#### Trecho de origem:
.....

Por Claudia Safatle, João Villaverde e Yvna de Souza | De Brasília
A partir de hoje a remuneração da caderneta de poupança obedecerá a um gatilho: sempre que a taxa básica de juros (Selic) for igual ou menor do que 8,5% ao ano, os novos depósitos da poupança serão corrigidos por 70% da Selic. As aplicações já existentes permanecem com a regra atual de rentabilidade: juros fixos de 0,5% ao mês (6,17% ao ano) mais a variação da Taxa de Referência (TR). A TR, com Selic em 8,5% ao ano, cai para zero. O incentivo fiscal da isenção do Imposto de Renda permanecerá.
Quando a taxa Selic for superior a 8,5% ao ano – hoje ela é de 9% ao ano – a caderneta de poupança volta a ter a rentabilidade usual (juros de 6,17% ao ano mais a TR). Assim, a nova regra só entrará em vigor se o Comitê de Política Monetária (Copom) cortar a taxa Selic para 8,5%, o que poderá ocorrer já na reunião do fim deste mês.

.....

#### Linhas fornecidas:
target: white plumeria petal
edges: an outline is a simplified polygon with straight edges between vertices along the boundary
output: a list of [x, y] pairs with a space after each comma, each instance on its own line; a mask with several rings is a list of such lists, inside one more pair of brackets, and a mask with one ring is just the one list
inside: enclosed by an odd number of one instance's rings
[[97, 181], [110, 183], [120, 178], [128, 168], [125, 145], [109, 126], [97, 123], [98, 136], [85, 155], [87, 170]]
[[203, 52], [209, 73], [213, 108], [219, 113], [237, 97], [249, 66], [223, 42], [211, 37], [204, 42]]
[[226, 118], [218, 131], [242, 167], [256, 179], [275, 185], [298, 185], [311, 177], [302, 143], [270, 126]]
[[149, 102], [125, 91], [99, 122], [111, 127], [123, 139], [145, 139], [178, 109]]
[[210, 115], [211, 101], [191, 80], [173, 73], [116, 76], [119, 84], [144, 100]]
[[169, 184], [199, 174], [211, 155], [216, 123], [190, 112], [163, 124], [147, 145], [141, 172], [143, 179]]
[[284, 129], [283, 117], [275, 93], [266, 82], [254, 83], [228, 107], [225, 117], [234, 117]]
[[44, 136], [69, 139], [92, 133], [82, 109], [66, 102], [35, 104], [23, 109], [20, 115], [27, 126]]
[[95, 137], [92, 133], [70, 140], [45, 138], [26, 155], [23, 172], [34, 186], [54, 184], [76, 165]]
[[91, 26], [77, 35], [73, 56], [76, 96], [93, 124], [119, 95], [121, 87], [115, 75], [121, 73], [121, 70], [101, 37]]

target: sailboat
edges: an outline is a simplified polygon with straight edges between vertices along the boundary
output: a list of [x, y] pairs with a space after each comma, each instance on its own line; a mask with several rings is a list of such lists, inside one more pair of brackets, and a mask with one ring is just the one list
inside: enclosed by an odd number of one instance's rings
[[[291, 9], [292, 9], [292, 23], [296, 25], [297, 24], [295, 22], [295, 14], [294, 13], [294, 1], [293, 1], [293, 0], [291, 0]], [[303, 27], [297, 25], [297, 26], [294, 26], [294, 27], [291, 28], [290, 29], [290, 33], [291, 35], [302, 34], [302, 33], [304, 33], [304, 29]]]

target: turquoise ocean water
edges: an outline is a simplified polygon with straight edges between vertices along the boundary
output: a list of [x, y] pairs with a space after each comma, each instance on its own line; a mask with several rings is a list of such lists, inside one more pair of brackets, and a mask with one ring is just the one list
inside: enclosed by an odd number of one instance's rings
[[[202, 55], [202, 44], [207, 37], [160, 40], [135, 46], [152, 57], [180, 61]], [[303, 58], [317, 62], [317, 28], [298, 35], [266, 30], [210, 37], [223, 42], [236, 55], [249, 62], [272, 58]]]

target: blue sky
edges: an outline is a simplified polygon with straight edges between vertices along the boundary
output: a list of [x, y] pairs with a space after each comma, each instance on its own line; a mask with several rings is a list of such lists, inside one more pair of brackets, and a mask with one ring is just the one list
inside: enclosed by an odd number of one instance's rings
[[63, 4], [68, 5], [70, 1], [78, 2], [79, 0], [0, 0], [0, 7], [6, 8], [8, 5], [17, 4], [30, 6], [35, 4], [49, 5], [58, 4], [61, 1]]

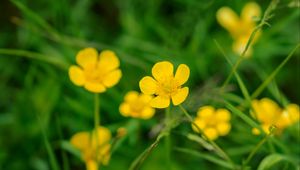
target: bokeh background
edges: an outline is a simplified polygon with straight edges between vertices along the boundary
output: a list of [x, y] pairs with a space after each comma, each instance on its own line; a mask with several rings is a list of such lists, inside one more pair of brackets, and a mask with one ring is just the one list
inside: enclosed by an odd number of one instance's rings
[[[229, 6], [239, 13], [248, 1], [205, 0], [2, 0], [0, 3], [0, 169], [48, 170], [49, 158], [43, 142], [45, 127], [61, 168], [84, 169], [70, 152], [68, 140], [81, 130], [93, 128], [94, 96], [74, 86], [67, 69], [76, 53], [85, 47], [114, 50], [121, 60], [119, 84], [100, 95], [101, 123], [113, 133], [120, 126], [128, 134], [119, 143], [110, 164], [101, 169], [128, 169], [131, 162], [155, 139], [164, 113], [157, 110], [150, 120], [122, 117], [119, 105], [130, 90], [139, 91], [139, 80], [151, 73], [157, 61], [187, 64], [190, 96], [185, 107], [195, 115], [205, 104], [222, 106], [218, 87], [231, 67], [218, 50], [217, 40], [233, 60], [232, 39], [216, 21], [216, 11]], [[270, 1], [257, 1], [264, 11]], [[297, 5], [298, 3], [298, 5]], [[249, 92], [286, 58], [300, 39], [299, 1], [283, 0], [264, 26], [251, 58], [238, 71]], [[9, 52], [5, 49], [11, 49]], [[299, 50], [259, 96], [282, 104], [300, 103]], [[228, 91], [242, 98], [235, 79]], [[41, 120], [42, 125], [39, 124]], [[236, 117], [231, 133], [217, 143], [237, 162], [262, 139]], [[209, 153], [186, 138], [190, 124], [172, 133], [173, 146]], [[274, 151], [292, 157], [299, 165], [299, 124], [275, 137]], [[173, 169], [223, 169], [205, 159], [175, 150]], [[255, 155], [253, 169], [272, 151], [268, 144]], [[293, 168], [285, 162], [277, 168]], [[165, 169], [163, 144], [145, 161], [145, 170]]]

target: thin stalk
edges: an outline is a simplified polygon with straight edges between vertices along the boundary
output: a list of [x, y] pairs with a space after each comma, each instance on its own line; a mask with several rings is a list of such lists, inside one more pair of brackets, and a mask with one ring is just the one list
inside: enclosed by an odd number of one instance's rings
[[[166, 108], [166, 118], [165, 124], [168, 126], [170, 123], [170, 107]], [[165, 147], [166, 147], [166, 165], [167, 169], [171, 169], [171, 136], [170, 133], [165, 138]]]
[[44, 141], [44, 144], [45, 144], [48, 156], [49, 156], [49, 161], [50, 161], [51, 169], [53, 169], [53, 170], [59, 170], [60, 168], [59, 168], [57, 160], [55, 158], [55, 154], [53, 152], [53, 148], [51, 147], [49, 139], [47, 137], [46, 130], [45, 130], [44, 126], [43, 126], [42, 120], [41, 120], [41, 118], [40, 118], [40, 116], [38, 114], [36, 114], [36, 116], [37, 116], [37, 120], [38, 120], [38, 123], [40, 125], [40, 128], [42, 130], [43, 141]]
[[39, 60], [48, 64], [52, 64], [62, 70], [68, 70], [68, 64], [58, 58], [47, 56], [41, 53], [36, 53], [32, 51], [20, 50], [20, 49], [7, 49], [7, 48], [0, 48], [0, 54], [5, 55], [13, 55], [19, 57], [25, 57], [28, 59]]
[[[57, 116], [57, 114], [55, 114], [55, 116], [56, 116], [56, 125], [57, 125], [58, 136], [59, 136], [60, 140], [63, 141], [64, 138], [63, 138], [63, 134], [62, 134], [62, 130], [61, 130], [60, 118], [59, 118], [59, 116]], [[68, 159], [68, 156], [67, 156], [65, 150], [63, 150], [63, 149], [61, 151], [61, 156], [62, 156], [62, 161], [63, 161], [63, 169], [70, 170], [69, 159]]]
[[243, 50], [242, 54], [240, 55], [239, 59], [237, 60], [237, 62], [233, 65], [230, 74], [228, 75], [228, 77], [226, 78], [226, 80], [224, 81], [221, 90], [224, 90], [224, 87], [228, 84], [228, 82], [230, 81], [232, 75], [236, 72], [238, 66], [240, 65], [240, 63], [243, 61], [244, 56], [246, 54], [246, 52], [248, 51], [251, 43], [253, 42], [253, 39], [256, 35], [256, 33], [264, 26], [264, 25], [269, 25], [269, 23], [267, 22], [271, 17], [272, 17], [272, 12], [276, 9], [277, 4], [279, 3], [279, 0], [273, 0], [270, 2], [268, 8], [266, 9], [263, 18], [261, 19], [260, 23], [254, 28], [254, 30], [252, 31], [245, 49]]
[[188, 118], [188, 120], [197, 128], [197, 130], [201, 133], [201, 135], [203, 135], [208, 142], [214, 147], [215, 151], [218, 153], [218, 155], [220, 157], [222, 157], [223, 159], [225, 159], [226, 161], [230, 162], [233, 166], [235, 166], [234, 162], [231, 160], [231, 158], [227, 155], [227, 153], [220, 148], [214, 141], [210, 140], [204, 133], [203, 131], [198, 127], [197, 124], [194, 123], [192, 116], [190, 116], [190, 114], [185, 110], [184, 107], [182, 107], [182, 105], [179, 105], [179, 108], [182, 110], [182, 112], [184, 113], [184, 115]]
[[[98, 157], [99, 153], [99, 137], [98, 137], [98, 126], [100, 125], [100, 111], [99, 111], [99, 94], [95, 93], [95, 113], [94, 113], [94, 121], [95, 121], [95, 137], [96, 137], [96, 157]], [[99, 166], [98, 159], [96, 160], [97, 162], [97, 167]]]
[[247, 159], [243, 162], [243, 167], [247, 166], [248, 163], [250, 162], [250, 160], [253, 158], [253, 156], [256, 154], [256, 152], [258, 151], [258, 149], [269, 139], [270, 136], [272, 136], [274, 134], [276, 130], [275, 126], [271, 126], [270, 127], [270, 133], [267, 134], [254, 148], [253, 150], [250, 152], [250, 154], [248, 155]]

.....

#### Objetivo 1:
Responda, com base no trecho sobre a poupança:
(a) Por quanto serão corrigidos os novos depósitos quando a Selic for igual ou menor do que 8,5% ao ano?
(b) Qual é a taxa Selic atual?
(c) Que órgão pode cortar a Selic para 8,5%?
#### Objetivo 2:
Repita sem alterações a parte do trecho sobre a poupança que se inicia com as palavras "Quando a taxa" e termina com "fim deste mês.".
As linhas não têm nenhum papel aqui.

#### Resultado 1:
(a) Por 70% da Selic.
(b) 9% ao ano.
(c) O Comitê de Política Monetária (Copom).

#### Resultado 2:
Quando a taxa Selic for superior a 8,5% ao ano – hoje ela é de 9% ao ano – a caderneta de poupança volta a ter a rentabilidade usual (juros de 6,17% ao ano mais a TR). Assim, a nova regra só entrará em vigor se o Comitê de Política Monetária (Copom) cortar a taxa Selic para 8,5%, o que poderá ocorrer já na reunião do fim deste mês.